Chronic phone makes life feel less meaningful. Here’s why and how to start breaking the habit.

Like most of us, I’m a little bit addicted to my phone.

Years of chronic phone use has affected my focus⁠. Movies are harder to watch; books are harder to read. It’s difficult to complete a task without checking my notifications at least once. (And usually, much more than that.)

It’s also affected my presence. I sneak quick glances at my email inbox on hikes—on runs—in pauses during conversations with friends.

But I never felt motivated enough to start changing my phone habits until I learned that research shows chronic phone use erodes our sense of meaning⁠.

Here are the four reasons why⁠—and four helpful tools you can use to begin breaking the habit.

🧠 1) Chronic phone use prevents memories from forming deeply.

Your brain needs a few, continuous seconds of focus to turn an experience into long-term memory. But constant phone interruptions break that continuity over and over.¹

As a result, your memories become shallow—and because meaning is built from memory, shallow memories = shallow meaning.


⏰ 2) Chronic phone use fragments your experience of time. 

Every time you check your phone, your brain task-switches⁠—and every time this happens, your brain has to reset its working memory.

If that reset happens thousands of times a day, your internal sense of time starts feeling choppy⁠—like your day happened in pieces instead of an arc.

This really matters, because psychologists who study time have found that a sense of meaning emerges during states of deep absorption and presence.  They call these states “thick time.”²

But when you’re constantly task-switching, you live in “thin time”—a state of speed and forward motion⁠—which makes it harder for meaning to accumulate.


🎨 3) Chronic phone use reduces your emotional landscape from a full palette of color to black and white.

Chronic stimulation—like the kind you get from Instagram notifications, email inbox pings, and endless TikTok doom-scrolls—makes your brain addicted to constant hits of shallow novelty over emotional depth.

It narrows your attention until all you want, constantly, is more—while reducing your sensitivity to subtler emotional states like inspiration, feeling moved, or feeling awe.³

Research shows that accessing awe and wonder is one of the 4 key ways humans find a sense of meaning—but when we’re always on our phones, they’re really rare.


💭 4) Chronic phone use erodes your ability to integrate your experiences.

» Records supplied
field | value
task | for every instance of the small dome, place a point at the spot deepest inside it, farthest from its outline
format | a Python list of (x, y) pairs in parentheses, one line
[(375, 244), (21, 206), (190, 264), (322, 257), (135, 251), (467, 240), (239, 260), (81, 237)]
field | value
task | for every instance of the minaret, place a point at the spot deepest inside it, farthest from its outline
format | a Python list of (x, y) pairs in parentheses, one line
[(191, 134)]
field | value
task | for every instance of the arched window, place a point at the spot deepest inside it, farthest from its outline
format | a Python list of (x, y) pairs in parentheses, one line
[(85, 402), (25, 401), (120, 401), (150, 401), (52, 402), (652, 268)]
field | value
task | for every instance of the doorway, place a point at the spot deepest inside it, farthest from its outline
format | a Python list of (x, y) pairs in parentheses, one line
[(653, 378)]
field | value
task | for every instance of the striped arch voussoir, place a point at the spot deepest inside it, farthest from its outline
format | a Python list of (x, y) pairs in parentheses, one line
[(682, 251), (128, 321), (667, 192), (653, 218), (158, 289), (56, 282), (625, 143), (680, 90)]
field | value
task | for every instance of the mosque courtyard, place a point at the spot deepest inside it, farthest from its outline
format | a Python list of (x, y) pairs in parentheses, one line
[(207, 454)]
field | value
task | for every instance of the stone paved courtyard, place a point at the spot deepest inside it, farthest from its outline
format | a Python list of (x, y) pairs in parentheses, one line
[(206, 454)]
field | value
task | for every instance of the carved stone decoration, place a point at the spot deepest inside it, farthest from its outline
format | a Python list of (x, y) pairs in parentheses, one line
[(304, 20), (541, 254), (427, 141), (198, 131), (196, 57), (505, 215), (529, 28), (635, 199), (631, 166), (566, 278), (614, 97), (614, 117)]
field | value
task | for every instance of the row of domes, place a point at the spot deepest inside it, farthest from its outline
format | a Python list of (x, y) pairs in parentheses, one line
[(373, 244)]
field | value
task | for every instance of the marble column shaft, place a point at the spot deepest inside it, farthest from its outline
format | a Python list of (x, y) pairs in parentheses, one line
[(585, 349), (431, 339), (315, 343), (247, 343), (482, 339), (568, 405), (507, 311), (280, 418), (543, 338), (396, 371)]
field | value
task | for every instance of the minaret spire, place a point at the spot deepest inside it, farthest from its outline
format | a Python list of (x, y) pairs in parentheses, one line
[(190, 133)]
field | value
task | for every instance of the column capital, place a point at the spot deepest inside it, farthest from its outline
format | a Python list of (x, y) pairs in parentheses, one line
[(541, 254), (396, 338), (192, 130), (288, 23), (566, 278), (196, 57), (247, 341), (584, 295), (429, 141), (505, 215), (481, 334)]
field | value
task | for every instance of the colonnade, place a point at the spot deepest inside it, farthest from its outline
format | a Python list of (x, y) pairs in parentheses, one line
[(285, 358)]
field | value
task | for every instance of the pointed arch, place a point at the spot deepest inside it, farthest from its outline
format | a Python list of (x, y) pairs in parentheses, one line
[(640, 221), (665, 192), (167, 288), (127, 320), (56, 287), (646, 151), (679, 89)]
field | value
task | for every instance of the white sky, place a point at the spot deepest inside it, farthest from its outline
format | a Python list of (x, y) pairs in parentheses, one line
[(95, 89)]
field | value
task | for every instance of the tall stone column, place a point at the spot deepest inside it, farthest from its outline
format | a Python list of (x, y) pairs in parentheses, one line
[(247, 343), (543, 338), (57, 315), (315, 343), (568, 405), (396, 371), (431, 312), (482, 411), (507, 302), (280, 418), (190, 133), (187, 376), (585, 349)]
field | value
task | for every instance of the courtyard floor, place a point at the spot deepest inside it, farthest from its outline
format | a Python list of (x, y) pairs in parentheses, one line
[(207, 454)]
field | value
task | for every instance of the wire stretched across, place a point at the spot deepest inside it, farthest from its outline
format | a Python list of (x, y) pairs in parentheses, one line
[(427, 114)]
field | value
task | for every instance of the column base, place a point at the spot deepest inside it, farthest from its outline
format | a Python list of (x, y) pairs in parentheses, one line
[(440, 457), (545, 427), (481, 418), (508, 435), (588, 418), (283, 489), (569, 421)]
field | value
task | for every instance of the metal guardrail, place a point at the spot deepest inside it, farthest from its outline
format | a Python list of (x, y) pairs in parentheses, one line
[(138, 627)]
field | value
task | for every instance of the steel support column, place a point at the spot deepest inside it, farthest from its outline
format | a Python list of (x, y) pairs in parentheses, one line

» Parts of the exercise
1/ Using the article on chronic phone use, decide whether each statement agrees with it. Answer yes or no for each, and quote the words that settle it.
(a) The brain needs a few continuous seconds of focus to turn an experience into long-term memory.
(b) Psychologists call states of deep absorption and presence "thin time."
(c) Accessing awe and wonder is described as one of the 4 key ways humans find a sense of meaning.
2/ Transcribe everything in the article on chronic phone use from "But when you’re" down to "they’re really rare.".

» Expected outputs
1/
(a) Yes: "Your brain needs a few, continuous seconds of focus to turn an experience into long-term memory."
(b) No: "They call these states “thick time.”"
(c) Yes: "Research shows that accessing awe and wonder is one of the 4 key ways humans find a sense of meaning"

2/
But when you’re constantly task-switching, you live in “thin time”—a state of speed and forward motion⁠—which makes it harder for meaning to accumulate.


🎨 3) Chronic phone use reduces your emotional landscape from a full palette of color to black and white.

Chronic stimulation—like the kind you get from Instagram notifications, email inbox pings, and endless TikTok doom-scrolls—makes your brain addicted to constant hits of shallow novelty over emotional depth.

It narrows your attention until all you want, constantly, is more—while reducing your sensitivity to subtler emotional states like inspiration, feeling moved, or feeling awe.³

Research shows that accessing awe and wonder is one of the 4 key ways humans find a sense of meaning—but when we’re always on our phones, they’re really rare.